• _Objective_
Collect every line of the data below that contains the word "blue", and copy each one in full.

• _Supplied entries_
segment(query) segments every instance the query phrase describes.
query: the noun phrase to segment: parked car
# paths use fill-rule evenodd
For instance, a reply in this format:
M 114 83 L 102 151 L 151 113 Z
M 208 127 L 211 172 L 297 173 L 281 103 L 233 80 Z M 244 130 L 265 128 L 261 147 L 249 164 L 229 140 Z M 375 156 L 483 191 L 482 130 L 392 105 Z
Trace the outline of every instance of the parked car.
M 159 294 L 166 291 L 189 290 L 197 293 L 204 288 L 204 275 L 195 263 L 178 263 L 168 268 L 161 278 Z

...

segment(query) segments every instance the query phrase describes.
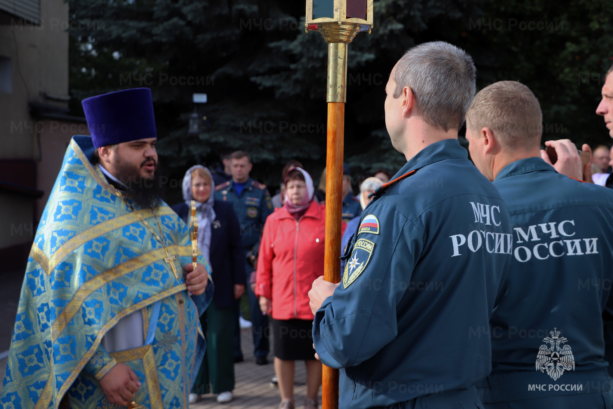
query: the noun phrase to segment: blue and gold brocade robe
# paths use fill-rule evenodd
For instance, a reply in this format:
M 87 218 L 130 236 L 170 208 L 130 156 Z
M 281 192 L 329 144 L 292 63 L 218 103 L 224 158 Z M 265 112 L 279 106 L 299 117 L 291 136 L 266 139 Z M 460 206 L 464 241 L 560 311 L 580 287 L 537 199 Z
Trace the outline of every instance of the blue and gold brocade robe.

• _Exercise output_
query: the noun phrase to segment: blue and gold brocade robe
Trace the outline of every instance of the blue and gold brocade robe.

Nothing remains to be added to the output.